What is needed -
When you reach the line containing "For every instance of the donut", begin copying exactly, and keep going through the last line of the records below, copying nothing before it.

Available data -
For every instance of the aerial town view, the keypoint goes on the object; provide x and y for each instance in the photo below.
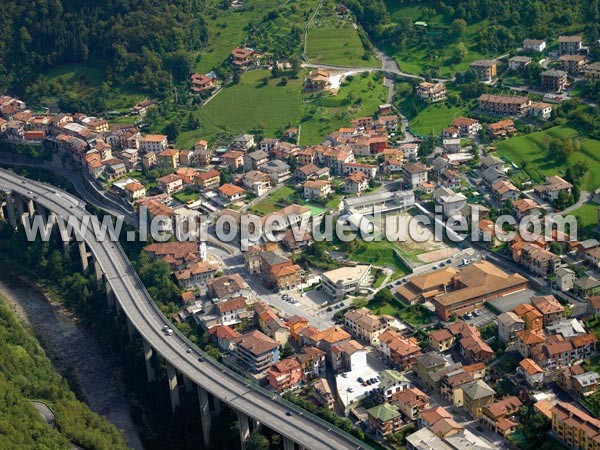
(300, 224)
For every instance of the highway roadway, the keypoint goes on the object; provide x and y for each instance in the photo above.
(268, 408)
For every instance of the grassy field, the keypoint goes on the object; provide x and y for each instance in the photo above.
(274, 201)
(186, 195)
(248, 105)
(532, 149)
(229, 29)
(334, 40)
(434, 50)
(358, 96)
(85, 80)
(587, 215)
(434, 118)
(380, 254)
(416, 315)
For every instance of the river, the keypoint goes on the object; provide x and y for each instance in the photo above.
(73, 349)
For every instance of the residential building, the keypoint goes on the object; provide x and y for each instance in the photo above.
(411, 402)
(277, 170)
(401, 351)
(431, 92)
(508, 324)
(551, 310)
(501, 129)
(500, 415)
(526, 207)
(541, 110)
(229, 286)
(170, 183)
(270, 323)
(196, 274)
(485, 69)
(243, 57)
(573, 64)
(152, 143)
(254, 160)
(347, 356)
(574, 427)
(364, 325)
(229, 193)
(345, 280)
(554, 80)
(477, 395)
(533, 373)
(553, 187)
(202, 83)
(316, 189)
(322, 394)
(232, 311)
(426, 365)
(539, 261)
(518, 63)
(414, 174)
(257, 350)
(586, 384)
(257, 182)
(317, 80)
(224, 336)
(592, 72)
(466, 127)
(534, 45)
(233, 160)
(504, 105)
(135, 191)
(285, 374)
(531, 317)
(356, 183)
(384, 419)
(565, 278)
(208, 180)
(504, 191)
(570, 45)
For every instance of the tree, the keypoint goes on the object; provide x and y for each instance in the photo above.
(459, 53)
(257, 441)
(287, 351)
(458, 27)
(172, 131)
(275, 71)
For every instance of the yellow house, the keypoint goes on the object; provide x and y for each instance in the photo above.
(169, 158)
(477, 395)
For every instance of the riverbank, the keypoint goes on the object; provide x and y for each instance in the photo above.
(74, 351)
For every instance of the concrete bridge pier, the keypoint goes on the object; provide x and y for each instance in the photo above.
(110, 295)
(218, 404)
(148, 358)
(19, 203)
(205, 415)
(31, 207)
(10, 209)
(131, 331)
(244, 428)
(99, 273)
(173, 387)
(288, 444)
(83, 253)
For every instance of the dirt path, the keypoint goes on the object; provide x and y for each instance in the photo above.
(73, 349)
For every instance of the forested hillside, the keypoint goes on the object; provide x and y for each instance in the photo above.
(143, 42)
(440, 38)
(26, 374)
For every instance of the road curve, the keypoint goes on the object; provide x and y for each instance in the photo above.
(268, 408)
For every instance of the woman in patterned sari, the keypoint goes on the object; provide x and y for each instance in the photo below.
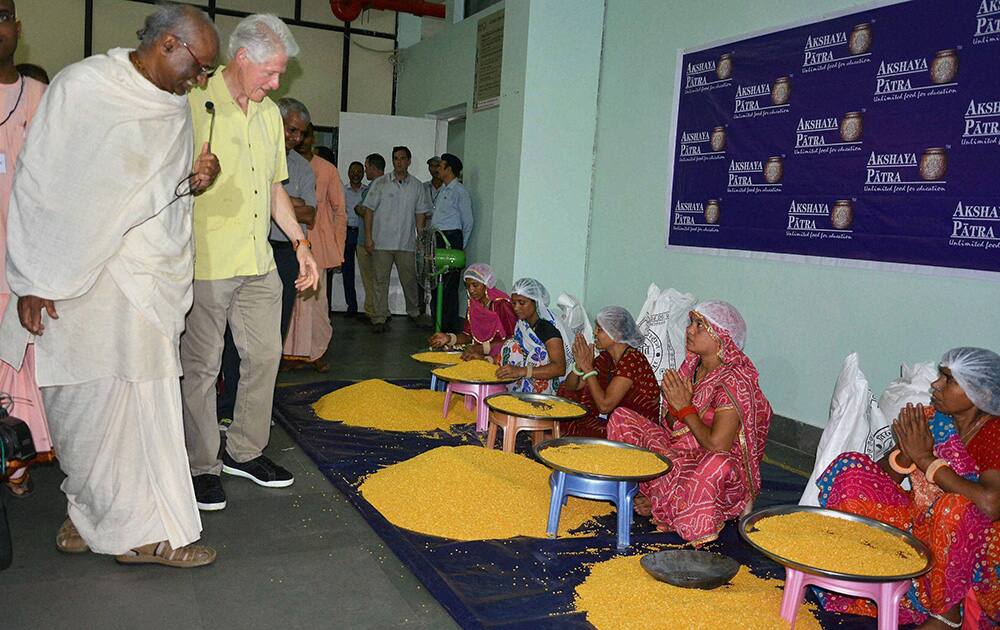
(489, 322)
(714, 430)
(539, 352)
(620, 376)
(951, 454)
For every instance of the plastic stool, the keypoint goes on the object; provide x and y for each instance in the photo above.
(885, 594)
(620, 493)
(512, 425)
(473, 392)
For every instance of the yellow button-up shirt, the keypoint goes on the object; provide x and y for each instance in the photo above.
(232, 218)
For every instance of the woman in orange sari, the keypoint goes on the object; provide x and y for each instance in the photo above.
(950, 452)
(310, 331)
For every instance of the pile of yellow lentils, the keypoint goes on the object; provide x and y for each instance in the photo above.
(619, 594)
(376, 404)
(600, 459)
(472, 493)
(549, 408)
(475, 371)
(836, 544)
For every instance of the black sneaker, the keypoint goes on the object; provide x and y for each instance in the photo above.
(208, 492)
(261, 471)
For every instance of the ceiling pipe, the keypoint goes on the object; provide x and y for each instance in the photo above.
(349, 10)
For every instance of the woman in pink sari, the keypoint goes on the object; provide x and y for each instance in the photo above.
(714, 430)
(489, 321)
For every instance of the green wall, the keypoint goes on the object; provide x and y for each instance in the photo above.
(803, 319)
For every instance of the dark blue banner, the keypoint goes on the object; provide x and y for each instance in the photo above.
(868, 137)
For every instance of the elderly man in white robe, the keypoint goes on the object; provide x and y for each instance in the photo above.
(100, 258)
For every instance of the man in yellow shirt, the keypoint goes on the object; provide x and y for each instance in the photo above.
(235, 279)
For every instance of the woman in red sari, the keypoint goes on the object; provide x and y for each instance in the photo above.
(620, 376)
(714, 431)
(489, 321)
(951, 454)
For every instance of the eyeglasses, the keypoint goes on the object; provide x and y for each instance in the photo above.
(203, 69)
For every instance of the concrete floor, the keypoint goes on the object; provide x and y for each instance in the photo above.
(299, 557)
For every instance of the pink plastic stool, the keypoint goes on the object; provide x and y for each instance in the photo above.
(475, 393)
(885, 594)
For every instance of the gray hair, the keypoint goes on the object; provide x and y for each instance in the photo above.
(287, 105)
(176, 19)
(263, 36)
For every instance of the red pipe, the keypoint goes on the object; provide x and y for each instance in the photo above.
(349, 10)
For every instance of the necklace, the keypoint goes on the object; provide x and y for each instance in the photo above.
(134, 58)
(20, 92)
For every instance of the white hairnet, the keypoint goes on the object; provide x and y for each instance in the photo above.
(977, 371)
(620, 325)
(482, 273)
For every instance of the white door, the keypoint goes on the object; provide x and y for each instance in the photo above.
(363, 134)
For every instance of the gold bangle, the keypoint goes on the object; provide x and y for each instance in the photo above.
(895, 465)
(935, 466)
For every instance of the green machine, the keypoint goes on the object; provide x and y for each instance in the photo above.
(432, 263)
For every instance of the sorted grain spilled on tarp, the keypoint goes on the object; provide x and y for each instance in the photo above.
(377, 404)
(438, 358)
(475, 371)
(472, 493)
(600, 459)
(619, 594)
(549, 408)
(836, 544)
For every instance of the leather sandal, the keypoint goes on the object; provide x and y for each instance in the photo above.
(68, 539)
(187, 557)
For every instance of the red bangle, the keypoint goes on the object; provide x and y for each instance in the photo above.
(686, 411)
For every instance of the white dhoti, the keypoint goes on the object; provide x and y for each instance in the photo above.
(121, 446)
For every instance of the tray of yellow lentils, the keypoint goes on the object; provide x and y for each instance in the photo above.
(535, 406)
(835, 544)
(602, 459)
(437, 357)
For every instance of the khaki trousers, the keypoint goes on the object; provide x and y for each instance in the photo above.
(367, 278)
(406, 267)
(252, 306)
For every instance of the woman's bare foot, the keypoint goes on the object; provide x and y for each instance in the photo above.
(642, 505)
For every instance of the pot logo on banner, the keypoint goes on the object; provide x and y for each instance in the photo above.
(975, 226)
(979, 129)
(832, 51)
(987, 23)
(696, 216)
(704, 76)
(755, 176)
(907, 172)
(701, 146)
(829, 134)
(915, 78)
(818, 220)
(762, 99)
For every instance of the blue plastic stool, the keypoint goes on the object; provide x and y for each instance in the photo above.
(620, 493)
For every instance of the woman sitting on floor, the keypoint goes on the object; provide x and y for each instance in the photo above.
(489, 322)
(951, 454)
(620, 376)
(538, 352)
(714, 431)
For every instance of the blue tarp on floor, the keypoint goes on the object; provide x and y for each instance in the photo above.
(503, 584)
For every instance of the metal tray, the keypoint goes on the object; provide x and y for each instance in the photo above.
(539, 448)
(748, 522)
(537, 400)
(413, 356)
(451, 379)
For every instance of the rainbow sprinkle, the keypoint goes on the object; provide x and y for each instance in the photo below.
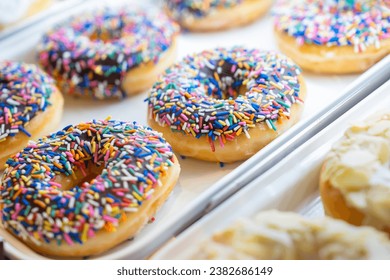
(182, 9)
(222, 93)
(24, 91)
(35, 206)
(335, 22)
(90, 55)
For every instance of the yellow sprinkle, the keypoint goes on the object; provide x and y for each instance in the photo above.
(84, 234)
(109, 227)
(136, 195)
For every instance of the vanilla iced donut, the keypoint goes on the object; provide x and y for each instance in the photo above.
(110, 53)
(86, 188)
(14, 11)
(355, 178)
(274, 235)
(226, 104)
(212, 15)
(30, 106)
(333, 36)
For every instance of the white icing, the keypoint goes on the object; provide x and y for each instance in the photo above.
(358, 166)
(13, 10)
(381, 177)
(283, 235)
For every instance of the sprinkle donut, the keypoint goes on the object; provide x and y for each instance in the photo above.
(212, 15)
(86, 188)
(30, 106)
(226, 104)
(109, 54)
(333, 36)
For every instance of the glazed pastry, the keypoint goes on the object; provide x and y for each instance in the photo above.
(224, 105)
(86, 188)
(109, 53)
(355, 178)
(30, 106)
(333, 36)
(274, 235)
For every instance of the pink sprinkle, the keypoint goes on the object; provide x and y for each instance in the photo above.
(110, 219)
(68, 239)
(55, 184)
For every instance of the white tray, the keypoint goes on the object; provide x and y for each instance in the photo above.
(292, 185)
(202, 185)
(57, 7)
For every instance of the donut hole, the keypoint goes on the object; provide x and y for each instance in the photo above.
(223, 80)
(81, 176)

Output for this task -
For every instance of the donut hole, the keypoint goes on the object; provide x and y for each instance in the photo above.
(223, 80)
(81, 176)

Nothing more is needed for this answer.